-- Text block --

## start

Author Topic: Multithreaded apps in 64 bit assembler  (Read 9990 times)

dedndave

  • Member
  • *****
  • Posts: 8734
  • Still using Abacus 2.0
    • DednDave
Re: Multithreaded apps in 64 bit assembler
« Reply #15 on: August 17, 2012, 01:33:42 AM »
i don't know if CMPXCHG implies lock or not
i am sure it is mentioned in the intel docs if it does
i prefer the simple XCHG

MichaelW

  • Global Moderator
  • Member
  • *****
  • Posts: 1209
Re: Multithreaded apps in 64 bit assembler
« Reply #16 on: August 17, 2012, 02:36:06 AM »
Instead of a Sleep 1, which unless you change the minimum timer resolution will suspend the current thread for the same interval as a Sleep 10, or on recent systems a Sleep 15 would, why not use Sleep 0?
Well Microsoft, here’s another nice mess you’ve gotten us into.

dedndave

  • Member
  • *****
  • Posts: 8734
  • Still using Abacus 2.0
    • DednDave
Re: Multithreaded apps in 64 bit assembler
« Reply #17 on: August 19, 2012, 08:33:43 AM »
i think we've been over that before, Michael - lol (a few times)
i don't believe the system timer resolution affects Sleep

jj2007

  • Member
  • *****
  • Posts: 7557
  • Assembler is fun ;-)
    • MasmBasic
Re: Multithreaded apps in 64 bit assembler
« Reply #18 on: August 19, 2012, 09:21:37 AM »

## end

Point annotation items
## start

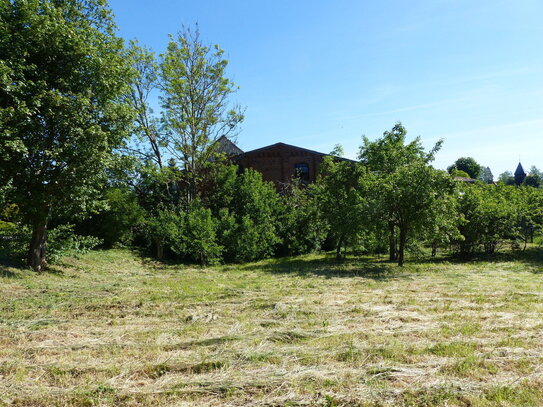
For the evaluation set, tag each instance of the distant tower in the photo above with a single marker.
(519, 174)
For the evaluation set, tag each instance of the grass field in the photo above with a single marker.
(114, 329)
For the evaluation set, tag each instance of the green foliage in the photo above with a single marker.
(506, 178)
(409, 194)
(468, 165)
(63, 77)
(247, 209)
(489, 217)
(342, 196)
(117, 224)
(303, 226)
(199, 236)
(458, 173)
(195, 104)
(163, 230)
(62, 241)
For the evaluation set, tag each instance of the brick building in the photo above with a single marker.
(280, 163)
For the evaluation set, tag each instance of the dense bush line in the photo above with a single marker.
(84, 160)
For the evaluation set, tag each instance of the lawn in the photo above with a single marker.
(115, 329)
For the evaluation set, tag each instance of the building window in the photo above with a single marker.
(301, 171)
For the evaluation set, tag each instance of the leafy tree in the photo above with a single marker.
(195, 104)
(486, 176)
(303, 225)
(458, 173)
(534, 178)
(149, 140)
(506, 178)
(248, 210)
(62, 81)
(198, 237)
(490, 217)
(468, 165)
(163, 230)
(337, 151)
(384, 157)
(119, 221)
(343, 200)
(415, 196)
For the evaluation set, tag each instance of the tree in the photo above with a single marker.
(486, 176)
(247, 209)
(343, 200)
(468, 165)
(384, 157)
(63, 78)
(506, 178)
(145, 81)
(415, 196)
(196, 106)
(303, 225)
(534, 178)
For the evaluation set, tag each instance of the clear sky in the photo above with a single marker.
(316, 73)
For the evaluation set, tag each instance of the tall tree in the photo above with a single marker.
(62, 113)
(487, 176)
(384, 157)
(145, 81)
(342, 194)
(197, 111)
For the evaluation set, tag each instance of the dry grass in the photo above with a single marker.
(112, 329)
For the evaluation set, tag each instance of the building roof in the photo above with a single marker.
(520, 170)
(224, 145)
(290, 146)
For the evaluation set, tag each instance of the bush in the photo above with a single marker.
(62, 241)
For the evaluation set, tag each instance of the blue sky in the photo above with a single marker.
(317, 73)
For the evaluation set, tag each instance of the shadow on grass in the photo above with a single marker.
(329, 267)
(531, 257)
(376, 268)
(6, 265)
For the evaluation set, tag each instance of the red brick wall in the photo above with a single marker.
(276, 163)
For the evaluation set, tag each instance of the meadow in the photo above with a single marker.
(113, 328)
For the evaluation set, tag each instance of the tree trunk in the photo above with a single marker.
(38, 246)
(391, 242)
(338, 248)
(403, 239)
(159, 249)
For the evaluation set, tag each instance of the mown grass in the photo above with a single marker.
(115, 329)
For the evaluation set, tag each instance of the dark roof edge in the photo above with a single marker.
(292, 146)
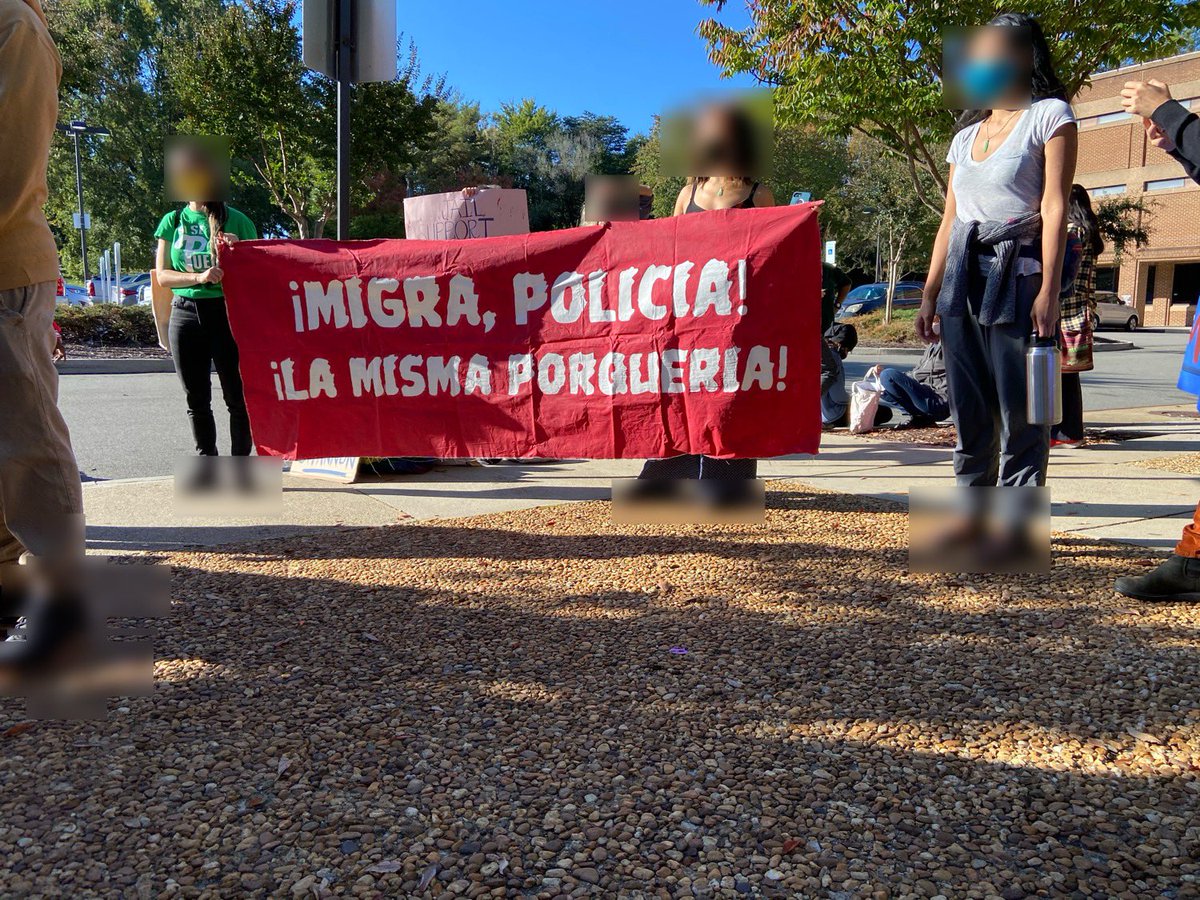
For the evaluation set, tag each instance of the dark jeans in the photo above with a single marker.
(903, 391)
(985, 370)
(199, 340)
(1072, 425)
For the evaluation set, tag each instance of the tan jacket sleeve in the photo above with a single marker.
(29, 83)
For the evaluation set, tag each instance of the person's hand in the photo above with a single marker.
(1157, 137)
(1144, 97)
(925, 321)
(1045, 315)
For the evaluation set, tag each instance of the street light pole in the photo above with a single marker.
(75, 129)
(83, 232)
(343, 13)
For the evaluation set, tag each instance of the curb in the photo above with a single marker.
(114, 366)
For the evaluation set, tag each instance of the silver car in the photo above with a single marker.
(1110, 312)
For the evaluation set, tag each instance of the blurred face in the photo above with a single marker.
(989, 67)
(717, 144)
(197, 171)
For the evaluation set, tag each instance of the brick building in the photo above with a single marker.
(1163, 279)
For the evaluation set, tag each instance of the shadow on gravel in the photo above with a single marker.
(504, 690)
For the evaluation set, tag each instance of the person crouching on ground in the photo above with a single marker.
(190, 241)
(837, 343)
(922, 393)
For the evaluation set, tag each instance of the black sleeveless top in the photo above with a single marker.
(693, 207)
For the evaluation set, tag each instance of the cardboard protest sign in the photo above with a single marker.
(492, 213)
(696, 334)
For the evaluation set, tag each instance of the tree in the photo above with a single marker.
(281, 118)
(1125, 222)
(875, 66)
(883, 211)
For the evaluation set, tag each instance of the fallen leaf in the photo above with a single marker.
(427, 876)
(387, 865)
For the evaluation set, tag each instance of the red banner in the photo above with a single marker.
(689, 335)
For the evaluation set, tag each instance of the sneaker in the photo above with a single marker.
(1177, 580)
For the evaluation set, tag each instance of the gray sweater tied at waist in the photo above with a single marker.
(999, 306)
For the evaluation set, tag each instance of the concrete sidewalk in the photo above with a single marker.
(1097, 492)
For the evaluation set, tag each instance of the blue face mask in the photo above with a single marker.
(985, 81)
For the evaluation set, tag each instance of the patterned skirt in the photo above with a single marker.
(1077, 343)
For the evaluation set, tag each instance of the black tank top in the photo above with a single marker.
(693, 207)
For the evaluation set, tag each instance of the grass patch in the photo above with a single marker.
(107, 325)
(871, 329)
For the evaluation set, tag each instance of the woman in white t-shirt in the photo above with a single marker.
(996, 265)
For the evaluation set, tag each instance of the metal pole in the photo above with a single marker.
(345, 24)
(83, 231)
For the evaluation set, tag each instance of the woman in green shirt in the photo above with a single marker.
(189, 264)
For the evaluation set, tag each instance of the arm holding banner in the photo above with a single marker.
(642, 340)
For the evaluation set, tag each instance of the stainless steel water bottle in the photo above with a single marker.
(1043, 382)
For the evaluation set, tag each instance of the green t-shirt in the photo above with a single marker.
(189, 240)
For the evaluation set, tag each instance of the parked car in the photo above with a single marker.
(1113, 312)
(873, 298)
(70, 294)
(126, 293)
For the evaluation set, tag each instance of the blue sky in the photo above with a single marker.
(610, 57)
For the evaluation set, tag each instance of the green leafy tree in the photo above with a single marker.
(281, 118)
(113, 77)
(882, 213)
(1126, 222)
(875, 66)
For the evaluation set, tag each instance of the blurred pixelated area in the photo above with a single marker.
(731, 136)
(197, 168)
(447, 707)
(79, 634)
(983, 531)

## end

-- Jobs --
a: In the forum thread about multithreaded apps in 64 bit assembler, what does MichaelW suggest using instead of Sleep 1?
b: Carry on the forum thread about multithreaded apps in 64 bit assembler from the point where it stops.

-- Results by task --
a: Sleep 0.

b:
Sleep 0 is definitely a lot faster:

Sleep 1: 1562662 µs
Sleep 0: 2696 µs

Sleep 1: 1562470 µs
Sleep 0: 1225 µs

Sleep 1: 1562516 µs
Sleep 0: 769 µs

include \masm32\MasmBasic\MasmBasic.inc   ; download
  Init
  REPEAT 3
   NanoTimer()
   mov ebx, 100
   .Repeat
      invoke Sleep, 1
      dec ebx
   .Until Zero?
   Print Str$("Sleep 1: %i µs\n", NanoTimer(µs))
   NanoTimer()
   mov ebx, 100
   .Repeat
      invoke Sleep, 0
      dec ebx
   .Until Zero?
   Print Str$("Sleep 0: %i µs\n\n", NanoTimer(µs))
  ENDM
  Inkey
  Exit
end start

dedndave

  • Member
  • *****
  • Posts: 8734
  • Still using Abacus 2.0
    • DednDave
Re: Multithreaded apps in 64 bit assembler
« Reply #19 on: August 19, 2012, 09:45:14 AM »
well - faster, how ?
if a thread uses Sleep to allow other threads to run...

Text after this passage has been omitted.